START Selected extract
3 B's Today! Rona Barrett, Betty Buckley, Barbara Cook!


It's ironic, but until you can free those final monsters within the jungle of yourself, your life, your soul is up for grabs.
Rona Barrett

Happy Saturday!
Today, I am writing about three women who have touched my life. One is celebrating a birthday. One is currently appearing at Feinstein's. One will be returning to Feinstein's next month.

I'd like to begin my blog today by wishing Rona Barrett a very happy birthday. Rona, you don't know me but you got me through the 70s. I've several times written about my childhood in South Carolina and truly being a product of 70s television. In addition to the shows I watched, Rona Barrett's Hollywood was a definite guilty pleasure! For my readers who are too young to remember, this magazine was the last of the great movie magazines. It had gossip, great articles, and great pictures.


Rona Barrett (born Rona Burstein, October 8, 1936, New York City) is an American gossip columnist and businesswoman. She currently runs the Rona Barrett Foundation, a non-profit organization in Santa Ynez, California, dedicated to the aid and support of senior citizens in need.

Pick your enemies carefully or you'll never make it in Los Angeles.
Rona Barrett

The healthy and strong individual is the one who asks for help when he needs it. Whether he's got an abscess on his knee or in his soul.
Rona Barrett

Happy Birthday, Rona!

Also, I want to congratulate Betty Buckley on her rave review in the New York Times for her current show at Feinstein's. I, like most of my generation, first became familiar with Betty in Carrie and then fell in love with her on EIGHT IS ENOUGH.
What an incredible concert, recording, and theatrical career she has has. Years ago we were seated together at Quinn Lemley's THE HEAT IS ON show, Quinn's tribute to Rita Hayworth. I found Betty to be like running into an old friend. She seemed very interested in knowing who Danny and I were and asked a lot of questions. A wonderful memory we have.
I don't know how it happened, but the day after Danny and I were married, Betty called us by accident!
She dialed a wrong number (Ours)when we both realized the mistake, she was very congratulatory to both of us! We also saw her in Sunset Boulevard, one of the most incredible performances I EVER saw on Broadway! I wish there was a category for replacement stars. She definitely would have gotten the Tony for her performance. It still resonates strongly with me these many years later. Danny and I try to catch her when we can in concert. It is ALWAYS a treat. Yes, I'm a FAN!
Betty Lynn Buckley (born July 3, 1947)...how appropriate that she made her Broadway debut in 1776! Broadway debut as Martha Jefferson.
END Selected extract
START Task material
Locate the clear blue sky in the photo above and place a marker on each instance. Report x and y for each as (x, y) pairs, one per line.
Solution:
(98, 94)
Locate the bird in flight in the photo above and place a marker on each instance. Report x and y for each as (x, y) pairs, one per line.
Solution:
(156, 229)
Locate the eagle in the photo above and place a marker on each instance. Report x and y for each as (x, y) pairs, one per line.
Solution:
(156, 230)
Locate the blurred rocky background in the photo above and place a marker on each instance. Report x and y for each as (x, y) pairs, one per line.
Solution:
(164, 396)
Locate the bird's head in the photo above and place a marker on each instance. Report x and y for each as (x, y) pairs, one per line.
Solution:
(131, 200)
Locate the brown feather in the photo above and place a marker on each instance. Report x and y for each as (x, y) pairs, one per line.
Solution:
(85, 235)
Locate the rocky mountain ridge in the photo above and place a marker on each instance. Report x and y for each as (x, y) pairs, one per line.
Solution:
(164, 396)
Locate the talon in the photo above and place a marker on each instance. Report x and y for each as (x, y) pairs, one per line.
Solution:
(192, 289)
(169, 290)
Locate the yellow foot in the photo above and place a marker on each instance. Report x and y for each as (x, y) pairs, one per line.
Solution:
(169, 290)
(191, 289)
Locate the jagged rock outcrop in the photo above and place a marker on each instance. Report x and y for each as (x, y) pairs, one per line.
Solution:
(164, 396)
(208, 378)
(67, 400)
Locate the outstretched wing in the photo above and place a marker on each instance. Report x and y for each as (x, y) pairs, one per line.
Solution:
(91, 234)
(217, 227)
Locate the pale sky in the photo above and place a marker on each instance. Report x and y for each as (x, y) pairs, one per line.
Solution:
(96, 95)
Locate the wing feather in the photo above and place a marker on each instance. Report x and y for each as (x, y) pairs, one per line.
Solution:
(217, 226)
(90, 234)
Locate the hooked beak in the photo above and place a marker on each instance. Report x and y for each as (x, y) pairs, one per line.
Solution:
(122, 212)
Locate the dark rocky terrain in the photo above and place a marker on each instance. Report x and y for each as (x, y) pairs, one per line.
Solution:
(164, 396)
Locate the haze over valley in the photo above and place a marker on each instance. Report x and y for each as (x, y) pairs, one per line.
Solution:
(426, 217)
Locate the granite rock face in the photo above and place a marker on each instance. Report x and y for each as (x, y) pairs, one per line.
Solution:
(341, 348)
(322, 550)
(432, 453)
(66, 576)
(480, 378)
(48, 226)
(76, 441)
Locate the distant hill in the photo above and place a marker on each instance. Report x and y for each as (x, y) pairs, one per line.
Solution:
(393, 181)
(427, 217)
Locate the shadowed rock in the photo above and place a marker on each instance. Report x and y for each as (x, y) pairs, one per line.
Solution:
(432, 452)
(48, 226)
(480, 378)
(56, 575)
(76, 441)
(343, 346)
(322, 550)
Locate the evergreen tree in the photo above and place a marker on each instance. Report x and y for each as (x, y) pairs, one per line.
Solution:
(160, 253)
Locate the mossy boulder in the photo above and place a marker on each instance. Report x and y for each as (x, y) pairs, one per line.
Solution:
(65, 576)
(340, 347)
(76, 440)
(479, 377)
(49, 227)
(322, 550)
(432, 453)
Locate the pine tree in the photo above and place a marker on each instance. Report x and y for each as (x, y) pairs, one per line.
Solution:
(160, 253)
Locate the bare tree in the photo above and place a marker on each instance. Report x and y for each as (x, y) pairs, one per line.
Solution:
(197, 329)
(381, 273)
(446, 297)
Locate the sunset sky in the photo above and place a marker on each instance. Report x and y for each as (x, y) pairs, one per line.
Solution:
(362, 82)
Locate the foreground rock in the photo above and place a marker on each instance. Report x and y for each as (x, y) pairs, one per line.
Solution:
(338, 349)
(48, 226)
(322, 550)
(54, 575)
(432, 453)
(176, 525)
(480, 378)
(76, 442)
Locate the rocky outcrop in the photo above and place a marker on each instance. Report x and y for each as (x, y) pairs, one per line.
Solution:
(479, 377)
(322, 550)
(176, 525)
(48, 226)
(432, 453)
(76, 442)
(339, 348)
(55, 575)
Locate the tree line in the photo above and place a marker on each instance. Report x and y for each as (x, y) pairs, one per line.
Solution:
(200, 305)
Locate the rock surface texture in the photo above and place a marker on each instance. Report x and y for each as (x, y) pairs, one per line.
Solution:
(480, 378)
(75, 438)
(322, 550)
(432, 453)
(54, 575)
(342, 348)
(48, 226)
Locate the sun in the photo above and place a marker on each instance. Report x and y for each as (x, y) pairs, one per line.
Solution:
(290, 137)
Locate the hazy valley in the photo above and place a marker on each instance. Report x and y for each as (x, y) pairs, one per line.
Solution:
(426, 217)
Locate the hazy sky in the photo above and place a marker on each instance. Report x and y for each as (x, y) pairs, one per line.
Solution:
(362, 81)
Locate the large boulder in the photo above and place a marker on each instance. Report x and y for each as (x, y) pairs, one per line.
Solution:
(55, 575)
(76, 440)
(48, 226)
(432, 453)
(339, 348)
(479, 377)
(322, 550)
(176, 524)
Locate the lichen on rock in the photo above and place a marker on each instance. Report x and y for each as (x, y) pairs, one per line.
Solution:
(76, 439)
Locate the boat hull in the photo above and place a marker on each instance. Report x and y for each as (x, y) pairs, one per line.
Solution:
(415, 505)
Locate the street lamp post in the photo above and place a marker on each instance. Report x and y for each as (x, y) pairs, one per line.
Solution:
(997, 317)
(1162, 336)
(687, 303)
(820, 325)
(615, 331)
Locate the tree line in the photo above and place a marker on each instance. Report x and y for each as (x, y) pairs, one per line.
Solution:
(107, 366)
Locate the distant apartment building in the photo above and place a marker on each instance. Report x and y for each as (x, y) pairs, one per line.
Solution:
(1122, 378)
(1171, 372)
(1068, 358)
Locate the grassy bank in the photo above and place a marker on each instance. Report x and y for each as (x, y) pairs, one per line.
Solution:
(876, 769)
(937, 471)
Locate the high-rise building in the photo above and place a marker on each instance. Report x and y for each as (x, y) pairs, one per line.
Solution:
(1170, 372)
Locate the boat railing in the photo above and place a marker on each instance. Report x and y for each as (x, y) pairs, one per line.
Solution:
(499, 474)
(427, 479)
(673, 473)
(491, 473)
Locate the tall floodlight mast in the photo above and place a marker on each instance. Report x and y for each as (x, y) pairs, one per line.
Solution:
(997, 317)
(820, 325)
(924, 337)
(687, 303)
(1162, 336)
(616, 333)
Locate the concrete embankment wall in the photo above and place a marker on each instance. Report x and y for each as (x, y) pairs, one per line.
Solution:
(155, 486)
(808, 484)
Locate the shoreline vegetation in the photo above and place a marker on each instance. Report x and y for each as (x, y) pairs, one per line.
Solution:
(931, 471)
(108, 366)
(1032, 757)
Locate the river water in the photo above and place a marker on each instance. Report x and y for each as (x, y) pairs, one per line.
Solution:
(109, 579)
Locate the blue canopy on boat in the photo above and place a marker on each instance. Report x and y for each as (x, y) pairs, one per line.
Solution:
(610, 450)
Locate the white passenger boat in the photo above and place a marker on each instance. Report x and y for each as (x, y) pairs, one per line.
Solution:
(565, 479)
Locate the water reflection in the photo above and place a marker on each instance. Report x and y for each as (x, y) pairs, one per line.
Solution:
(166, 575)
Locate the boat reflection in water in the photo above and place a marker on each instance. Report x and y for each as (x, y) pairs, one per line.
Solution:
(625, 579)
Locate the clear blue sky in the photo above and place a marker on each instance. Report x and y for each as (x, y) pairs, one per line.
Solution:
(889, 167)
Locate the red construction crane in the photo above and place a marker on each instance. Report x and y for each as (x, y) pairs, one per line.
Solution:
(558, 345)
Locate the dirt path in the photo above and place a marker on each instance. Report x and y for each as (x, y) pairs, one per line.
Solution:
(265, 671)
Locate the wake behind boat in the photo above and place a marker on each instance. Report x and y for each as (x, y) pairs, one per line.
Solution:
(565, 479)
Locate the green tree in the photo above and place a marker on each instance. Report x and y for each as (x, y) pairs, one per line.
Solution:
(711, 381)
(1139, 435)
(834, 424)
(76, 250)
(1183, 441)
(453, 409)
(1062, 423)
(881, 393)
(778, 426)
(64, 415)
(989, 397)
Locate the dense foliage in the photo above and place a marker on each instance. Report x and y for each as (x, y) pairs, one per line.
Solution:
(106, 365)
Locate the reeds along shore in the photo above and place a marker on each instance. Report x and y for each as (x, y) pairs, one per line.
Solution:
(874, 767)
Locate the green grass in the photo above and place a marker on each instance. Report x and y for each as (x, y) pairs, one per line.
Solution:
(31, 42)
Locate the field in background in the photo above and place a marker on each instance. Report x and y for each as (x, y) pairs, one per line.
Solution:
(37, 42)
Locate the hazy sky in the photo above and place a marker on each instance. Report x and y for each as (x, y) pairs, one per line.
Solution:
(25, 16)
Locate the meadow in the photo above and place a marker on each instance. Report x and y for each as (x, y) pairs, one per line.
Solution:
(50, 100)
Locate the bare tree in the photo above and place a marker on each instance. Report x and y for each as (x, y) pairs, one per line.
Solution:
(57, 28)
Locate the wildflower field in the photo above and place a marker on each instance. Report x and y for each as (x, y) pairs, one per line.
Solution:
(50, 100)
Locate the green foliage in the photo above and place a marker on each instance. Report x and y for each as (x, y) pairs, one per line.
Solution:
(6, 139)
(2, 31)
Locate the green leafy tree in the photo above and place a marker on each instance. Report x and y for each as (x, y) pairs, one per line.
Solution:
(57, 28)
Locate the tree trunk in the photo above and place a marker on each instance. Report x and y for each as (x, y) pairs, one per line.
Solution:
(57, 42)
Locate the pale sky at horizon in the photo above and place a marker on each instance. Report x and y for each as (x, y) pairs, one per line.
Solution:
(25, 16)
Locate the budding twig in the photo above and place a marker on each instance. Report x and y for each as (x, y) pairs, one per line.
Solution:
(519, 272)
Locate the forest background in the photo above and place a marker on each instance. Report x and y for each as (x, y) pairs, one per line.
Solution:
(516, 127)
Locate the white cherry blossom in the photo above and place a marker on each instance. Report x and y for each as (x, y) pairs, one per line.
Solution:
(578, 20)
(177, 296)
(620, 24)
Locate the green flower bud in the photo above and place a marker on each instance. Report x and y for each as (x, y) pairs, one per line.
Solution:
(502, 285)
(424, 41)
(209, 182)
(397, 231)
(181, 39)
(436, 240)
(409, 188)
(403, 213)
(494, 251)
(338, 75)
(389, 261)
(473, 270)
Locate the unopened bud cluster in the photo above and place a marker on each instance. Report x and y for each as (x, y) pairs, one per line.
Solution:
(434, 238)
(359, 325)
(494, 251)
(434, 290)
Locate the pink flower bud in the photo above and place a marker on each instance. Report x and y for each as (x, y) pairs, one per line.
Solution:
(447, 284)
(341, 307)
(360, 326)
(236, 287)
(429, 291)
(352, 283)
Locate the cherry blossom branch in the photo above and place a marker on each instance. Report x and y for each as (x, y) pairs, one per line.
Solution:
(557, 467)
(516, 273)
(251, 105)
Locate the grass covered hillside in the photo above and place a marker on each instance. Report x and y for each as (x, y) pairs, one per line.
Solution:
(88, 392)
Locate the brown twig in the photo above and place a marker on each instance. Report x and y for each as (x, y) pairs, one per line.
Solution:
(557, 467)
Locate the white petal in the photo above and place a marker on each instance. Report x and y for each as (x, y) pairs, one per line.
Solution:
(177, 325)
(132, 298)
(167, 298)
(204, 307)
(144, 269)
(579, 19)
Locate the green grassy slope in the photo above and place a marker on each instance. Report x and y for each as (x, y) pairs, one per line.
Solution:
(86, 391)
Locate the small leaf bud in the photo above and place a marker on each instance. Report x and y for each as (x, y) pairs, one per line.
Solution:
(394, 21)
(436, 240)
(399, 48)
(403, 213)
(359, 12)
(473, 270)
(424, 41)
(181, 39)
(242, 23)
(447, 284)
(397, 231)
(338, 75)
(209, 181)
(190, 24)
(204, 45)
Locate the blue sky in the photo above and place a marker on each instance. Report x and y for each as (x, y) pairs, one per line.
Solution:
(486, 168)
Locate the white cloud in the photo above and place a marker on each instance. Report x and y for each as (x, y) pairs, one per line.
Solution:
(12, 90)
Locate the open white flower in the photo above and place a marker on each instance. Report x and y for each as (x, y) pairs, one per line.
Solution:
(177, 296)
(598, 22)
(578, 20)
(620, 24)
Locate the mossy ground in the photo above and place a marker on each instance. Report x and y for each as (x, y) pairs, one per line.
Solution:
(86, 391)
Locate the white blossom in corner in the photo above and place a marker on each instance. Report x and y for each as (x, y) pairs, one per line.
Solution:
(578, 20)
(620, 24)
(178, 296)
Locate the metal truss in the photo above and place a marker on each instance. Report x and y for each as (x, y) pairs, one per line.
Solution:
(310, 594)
END Task material
## Set tasks:
• A. Please rewrite the listing, from the line with "Locate the blue sky" through the end of the listing, as a Markdown table, leaving out blank lines. Use the columns Row and Listing line.
• B. Extend the blog post about Rona Barrett, Betty Buckley, and Barbara Cook from where it stops.

## Outputs in order:
• A.
| Row | Listing line |
|---|---|
| 1 | Locate the blue sky in the photo above and place a marker on each instance. Report x and y for each as (x, y) pairs, one per line. |
| 2 | Solution: |
| 3 | (486, 168) |
| 4 | Locate the white cloud in the photo above and place a marker on each instance. Report x and y for each as (x, y) pairs, one per line. |
| 5 | Solution: |
| 6 | (12, 90) |
| 7 | Locate the open white flower in the photo above and place a marker on each instance. Report x and y for each as (x, y) pairs, one per line. |
| 8 | Solution: |
| 9 | (177, 296) |
| 10 | (598, 22) |
| 11 | (578, 20) |
| 12 | (620, 24) |
| 13 | Locate the mossy ground in the photo above and place a marker on each instance. Report x and y for each as (x, y) pairs, one per line. |
| 14 | Solution: |
| 15 | (86, 391) |
| 16 | Locate the white blossom in corner in the photo above and place a marker on each instance. Report x and y for each as (x, y) pairs, one per line. |
| 17 | Solution: |
| 18 | (578, 20) |
| 19 | (620, 24) |
| 20 | (178, 296) |
| 21 | Locate the metal truss in the photo above and place a marker on each instance. Report x and y for each as (x, y) pairs, one per line. |
| 22 | Solution: |
| 23 | (310, 594) |

• B.
In 1970, Betty had the starring role of Fran Kubelik in London production of Promises, Promises.
She received an Evening Standard Award nomination for best actress in a musical.
(She eventually went on to recieve a Tony Award and a Grammy Award nominee.)
In 1971, Betty returned to the musical 1776 on Broadway.
In 1972, Betty appeared in What's A Nice Country Like You Doing In A State Like This?, off-Broadway
In 1973, she appeared as Catherine in the Bob Fosse Broadway musical Pippin.
(From my friend, Magda Katz:Betty Buckley: Not only is Betty Buckley a talented lady but a warm and friendly person. Meeting and talking to her after the show was a treat. Betty's performance at Feinstein's was special because she brought originality to songs that have been done many times. I thought her theme of having a woman sing songs that have always been song by man was a brilliant idea. It gave the lyrics nuances that were different and fresh. Every young performer needs to see what a perfect performance by an ultimate professional can be.)

She also did The Devil's Work, A PBS Movie.

In 1976, She played Miss Collins in the Brian Depalma film Carrie.


From 1987-1981, She WAS Abby Bradford in the hit tv series EIGHT IS ENOUGH.
In 1979, the year I went to New York, Betty records Walking In Space for soundtrack of Hair film.
In 1980, I remember the buzz and excitement of Betty's Heather in Gretchen Cryer'sI'm Getting My Act Together and Taking It On The Road. (I'm very excited to announce that I will be working with Gretchen in January!)
In 1981, Bettyco-starred in the tv movie The Ordeal of Bill Carney.

Then she took Heather in I'm Getting My Act Together and Taking It on The Road to Los Angeles.
In 1982, she played Dixie Scott in Bruce Beresford's Tender Mercies, with Robert Duvall.
And she followed that as Grizabella, the glamour cat in Andrew Lloyd Webber's Cats becoming the toast of Broadway and the world and winning a Tony Award in the process. I remember being so excited for her when they called her name!
Cats as I'm sure you all know, is a musical composed by Andrew Lloyd Webber, based on Old Possum's Book of Practical Cats by t. s. eliot. It introduced the song standard "Memory".
Cats first opened in the West End in 1981 and then on Broadway in 1982, each time directed by Trevor Nunn and choreographed by Gillian Lynne; it won numerous awards, including both the Laurence Olivier Award and the Tony Award for Best Musical.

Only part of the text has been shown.